* _PROBLEM REQUIREMENTS_
In the summary on uncertainty in long-run economic growth, what interquartile range of average global growth rates to 2100 did the expert forecasts give?

* _SOURCE EXTRACT_
■ ■ ■ ■ ■ ■ ■
Uncertainty in long-run economic growth
Uncertainty in future economic growth can influence climate policy. Image courtesy of iStock/MicroStockHub.
Modeling uncertainty in forecasts of long-run economic growth is an essential part of climate change research that the Intergovernmental Panel on Climate Change (IPCC) has highlighted as a priority. Peter Christensen et al. (pp. 5409–5414) developed comprehensive estimates of the uncertainty in long-run projections of global and regional per capita economic growth rates. The authors used two methods to estimate per capita GDP growth rates and their uncertainties through the year 2100: a survey of 16 experts’ predictions and a statistical method designed to estimate variability in annual average growth rates on the timescale of a decade or longer. The interquartile range of the average global growth rates to 2100 from expert forecasts was 1.4–2.9% per year, while that from the statistical forecasts was 1.7–2.7% per year. Both methods indicated greater uncertainty in long-term growth rates than is assumed in the full range of climate change scenarios, implying a greater likelihood of extreme climate change outcomes than is currently assumed. The authors modeled the distribution of projected greenhouse gas emissions using these long-run growth rates and found a greater than 35% chance of exceeding the highest values assumed in the IPCC’s representative concentration pathways. According to the authors, the large uncertainty about future growth has implications for climate policy and other social programs that rely upon long-run growth forecasts. — B.D.
■ ■ ■ ■ ■ ■ ■
* _DATA TO EXAMINE_
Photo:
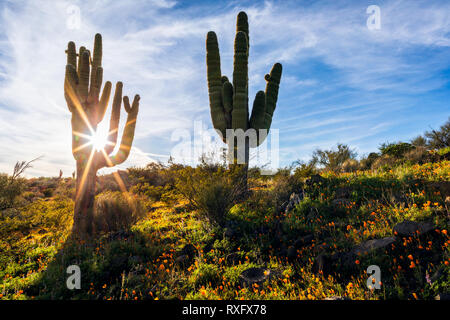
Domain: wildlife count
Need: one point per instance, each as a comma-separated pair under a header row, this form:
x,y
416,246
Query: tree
x,y
438,139
334,158
82,86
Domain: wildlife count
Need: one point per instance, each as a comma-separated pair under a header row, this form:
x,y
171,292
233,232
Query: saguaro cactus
x,y
229,101
82,86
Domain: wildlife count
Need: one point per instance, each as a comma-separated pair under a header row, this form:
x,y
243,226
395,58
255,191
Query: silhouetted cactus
x,y
229,101
82,86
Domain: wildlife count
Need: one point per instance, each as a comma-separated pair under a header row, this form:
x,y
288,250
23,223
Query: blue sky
x,y
341,81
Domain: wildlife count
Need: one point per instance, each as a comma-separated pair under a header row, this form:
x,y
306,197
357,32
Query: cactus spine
x,y
82,86
229,101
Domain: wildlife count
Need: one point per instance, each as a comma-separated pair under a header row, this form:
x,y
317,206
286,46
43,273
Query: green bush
x,y
396,150
116,211
333,159
211,189
10,189
205,274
■ ■ ■ ■ ■ ■ ■
* _EXERCISE OUTPUT_
1.4–2.9% per year